§ PROVIDED ENTRIES:
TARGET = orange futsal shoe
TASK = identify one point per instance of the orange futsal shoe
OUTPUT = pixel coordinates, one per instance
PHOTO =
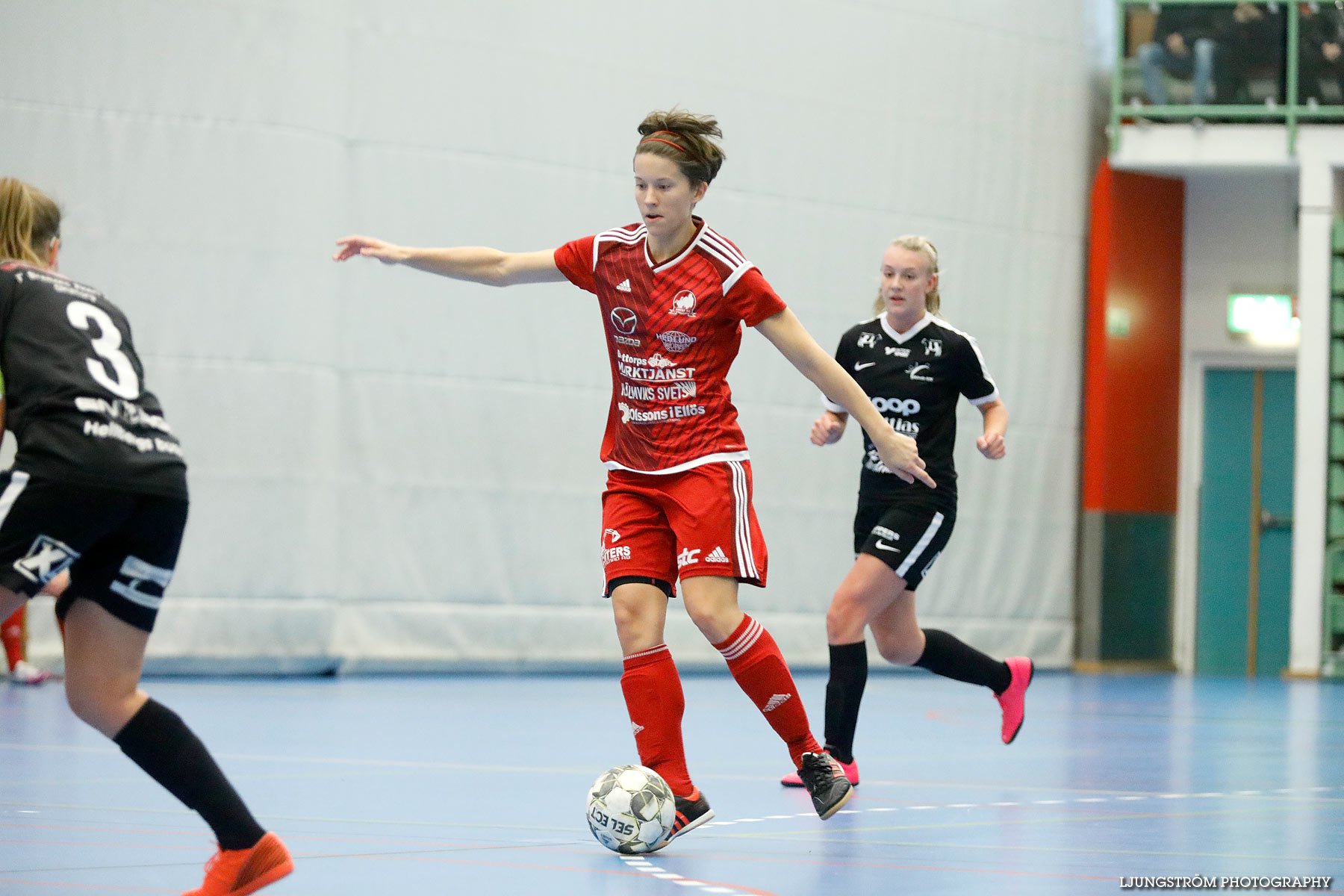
(237, 872)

§ GIVEN PROBLEM:
Can you copy out every line of the entries above word for word, leaving out the pictures?

§ OUTPUT OF THE TASK:
TARGET = orange futsal shoe
TASK = identify one point per instance of the orange futsal shoe
OUTPUT = pixel coordinates, one per instance
PHOTO =
(237, 872)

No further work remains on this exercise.